[Directions for this task]
Omit all images, then return the remaining material exactly as it stands.

[Supplied information]
══════════
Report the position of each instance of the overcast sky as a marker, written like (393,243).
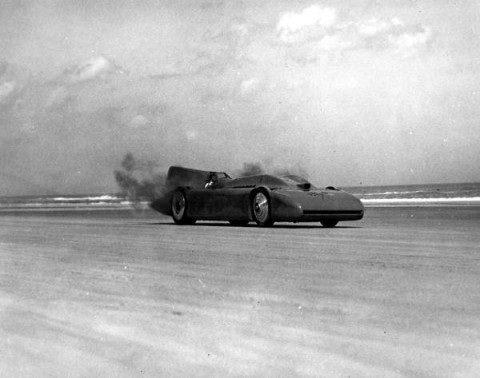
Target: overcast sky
(352,92)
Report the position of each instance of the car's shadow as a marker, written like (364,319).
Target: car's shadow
(251,225)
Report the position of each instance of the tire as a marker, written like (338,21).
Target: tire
(239,223)
(329,223)
(261,209)
(179,207)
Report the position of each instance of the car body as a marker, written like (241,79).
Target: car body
══════════
[Answer for the task]
Report the position of each instance of the overcast sky as a marker, written like (393,243).
Target: overcast sky
(352,92)
Report the position of each instance of the car's shadow as a marker, written like (364,319).
Target: car's shadow
(251,225)
Report the position of each instance of the tire as a marker, written like (338,21).
Target: tire
(239,223)
(329,223)
(261,209)
(179,207)
Report the position of each instance of the car body as a marker, written like (241,79).
Target: car body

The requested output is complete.